PAGE TEXT START

Some nights my eyes flutter open just as I am drifting off. Panic rises in my chest. I curl into my hollow, scooped-out belly. Tears quiver and shudder, silent in the darkness, born of feelings which slumber when I am awake.

I need my mother.

I need to touch her and smell her. I need to drink her in for the day she no longer walks the earth.

I don’t understand the urgent messages which bypass my logic and shake my body. Maybe they are not meant to be understood, for to analyze them is to diminish their pull and mystery.

My flesh issues from hers. Our viscera are forever bound, transmitting dispatches almost too subtle to apprehend. Only in the gloaming of sleep can they find their mark.

I am a defenseless child, sniffling in the night: Mommy!

She is blinking back sleep when I arrive around 9 p.m. on Saturday for a two-day stay. I love her for primping, yet it distresses me to see her curling-ironed hair and powdered face. I want Mom au Natural, the mother of my youth, who appears once this old girl stops caring about appearances. I love her naked face and her straight, fly-away hair. I love her mom musk. It’s just a little bit stinky.

We hug, and we can’t let go. Who is clinging to whom? I feel her still-strong back under the thin padding of age, and I am reassured despite her stoop and slowing gait. I breathe into her neck, and I nuzzle her whiskers, which both scratch and soothe. I kiss her cheek, and I kiss her cheek again. I hug her, and I kiss her cheek once more. I cannot release her. Stay with me forever, Mommy!

My mother looks weary and fragile in the bright lights as she moves about the kitchen with intentional steps. Her efforts are redolent of Estee Lauder and longing. And meatloaf, of course. She has my dinner warmed and ready, just in case. Just in case her girl is hungry. Tit for tat. We are both starved.

I eat. Every bite is delicious. I am afraid of taking too many nibbles, of eating her all up. She must be protected, conserved.

I command: Tell me when you want breakfast, and I will make it. Whatever you want. I want to serve you for a change.

She wants to please me. She tolerates my efforts the same way she managed those 8 a.m. Mother’s Day breakfasts in bed. Soon she is up from the table and bustling. She can’t help herself. Her love is palpable. But more than love is involved in these appetites. My mother must feed me so that I can feed her.

She consumes me hesitantly at first, without appearing to do so. Her hunger is gentle and timid, and I can bear it.

Mom was gifted but under-educated, insightful but unaffirmed. She has become opinionated but difficult to confront. She lacks the confidence to mount overt challenges, preferring sidelong jabs instead. She remains independent but lonely. My mother is so proud of me, so pleased to see me, that she has to check herself. Over the next two days, we walk and talk. We eat and talk. She talks and talks and talks, my listening presence both validation and repast.

PAGE TEXT END
EXTRACTED MATERIAL START

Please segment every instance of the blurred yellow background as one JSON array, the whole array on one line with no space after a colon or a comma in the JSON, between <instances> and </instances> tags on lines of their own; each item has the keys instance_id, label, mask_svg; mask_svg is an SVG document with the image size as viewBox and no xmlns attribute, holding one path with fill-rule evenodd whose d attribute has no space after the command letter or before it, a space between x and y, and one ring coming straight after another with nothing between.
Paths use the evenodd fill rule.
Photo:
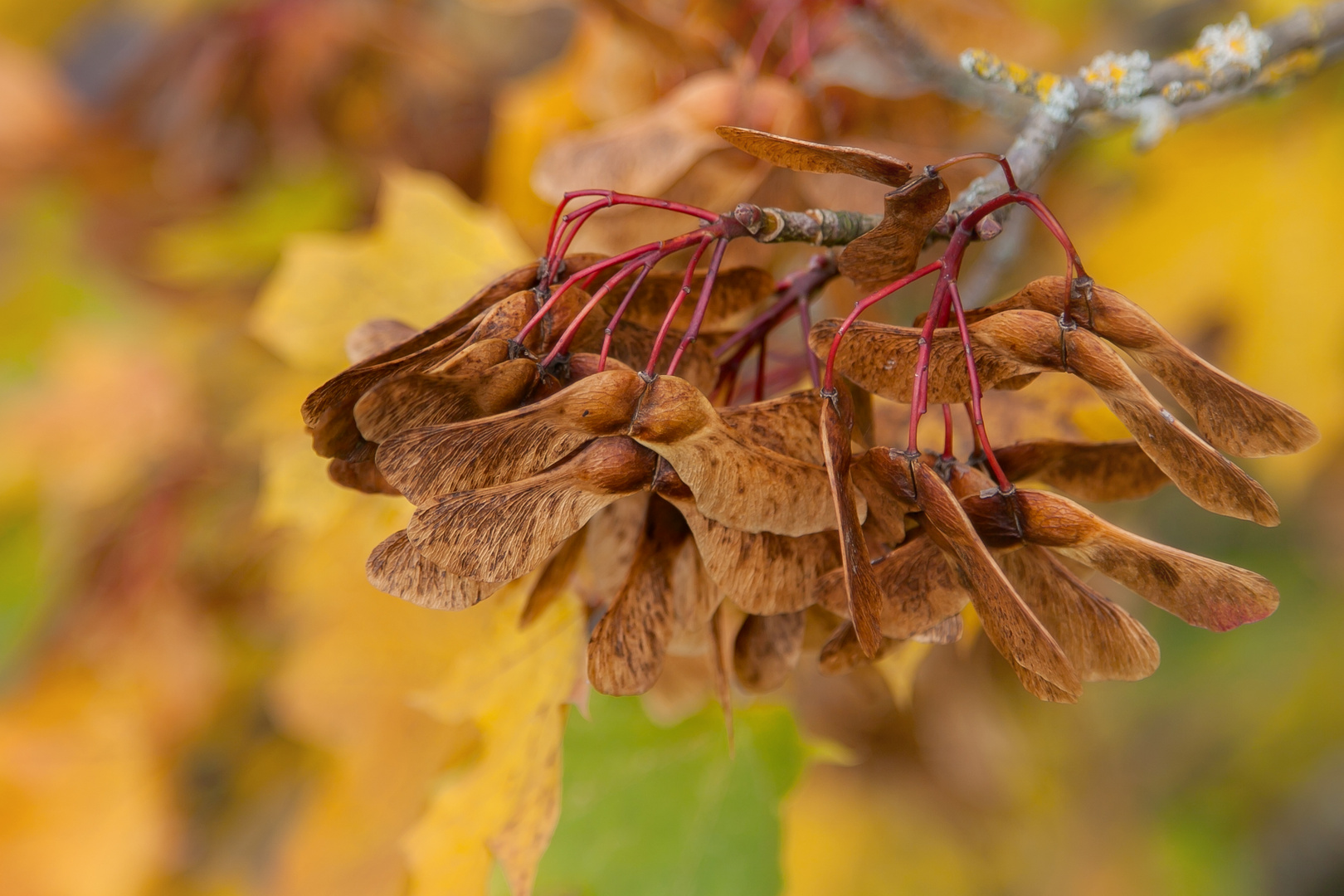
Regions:
<instances>
[{"instance_id":1,"label":"blurred yellow background","mask_svg":"<svg viewBox=\"0 0 1344 896\"><path fill-rule=\"evenodd\" d=\"M804 5L843 50L844 4ZM874 5L953 70L984 47L1070 73L1301 4ZM1122 598L1161 668L1078 705L984 639L843 678L813 657L738 695L730 758L689 673L577 692L577 602L520 630L521 592L449 614L366 583L409 506L331 484L298 418L353 325L427 325L527 262L551 185L595 164L715 207L880 201L649 137L723 124L668 97L766 8L0 0L0 893L517 893L538 861L555 895L1344 892L1341 67L1146 153L1083 129L1036 185L1099 282L1321 429L1249 463L1277 529L1171 489L1103 510L1269 576L1269 619L1214 634ZM1024 110L840 50L727 114L929 164L1004 149ZM978 298L1058 271L1025 232ZM741 261L804 258L759 249Z\"/></svg>"}]
</instances>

EXTRACTED MATERIAL END

> [QUESTIONS ON THE MATERIAL]
• a. Answer these questions from the essay about the visit to the mother:
(i) At what time does the narrator arrive on Saturday, and how long is the stay?
(ii) What dish does the mother have warmed and ready?
(iii) What breakfasts does the mother tolerate at 8 a.m.?
• b. Translate this sentence from the essay into Spanish: "My mother must feed me so that I can feed her."

> [SOLUTIONS BELOW]
• a.
(i) Around 9 p.m., for a two-day stay.
(ii) Meatloaf.
(iii) Mother's Day breakfasts in bed.

• b. Mi madre debe alimentarme para que yo pueda alimentarla.